### SOURCE INFORMATION
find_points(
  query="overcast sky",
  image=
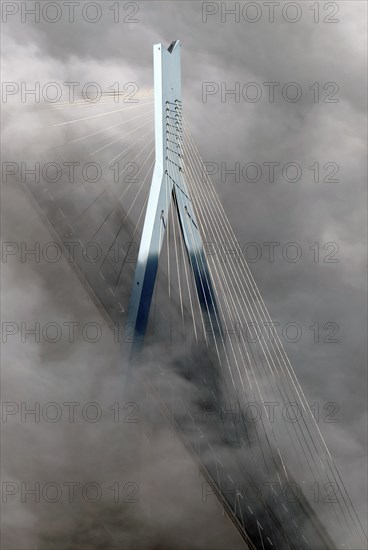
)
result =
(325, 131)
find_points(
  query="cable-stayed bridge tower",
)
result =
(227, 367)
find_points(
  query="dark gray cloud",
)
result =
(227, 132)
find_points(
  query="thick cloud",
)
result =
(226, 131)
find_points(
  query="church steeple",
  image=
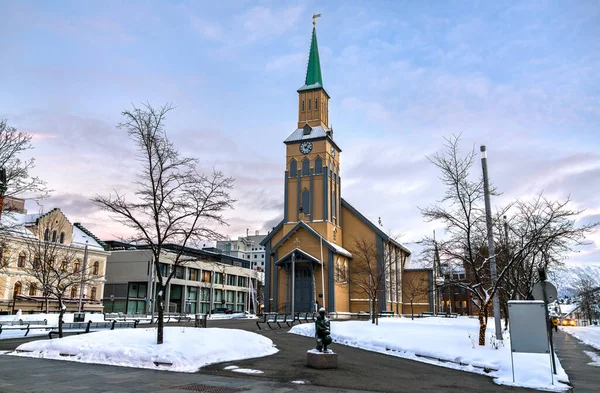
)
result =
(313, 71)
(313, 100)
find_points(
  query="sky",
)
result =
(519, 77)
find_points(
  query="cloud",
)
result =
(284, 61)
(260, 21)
######
### SOURCE INFORMATION
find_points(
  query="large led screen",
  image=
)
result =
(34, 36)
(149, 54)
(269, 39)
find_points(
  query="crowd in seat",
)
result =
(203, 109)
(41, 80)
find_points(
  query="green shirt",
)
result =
######
TASK:
Copy each line from the data above that includes "cloud".

TASK RESPONSE:
  query="dark gray cloud",
  query="thick cloud",
  query="cloud",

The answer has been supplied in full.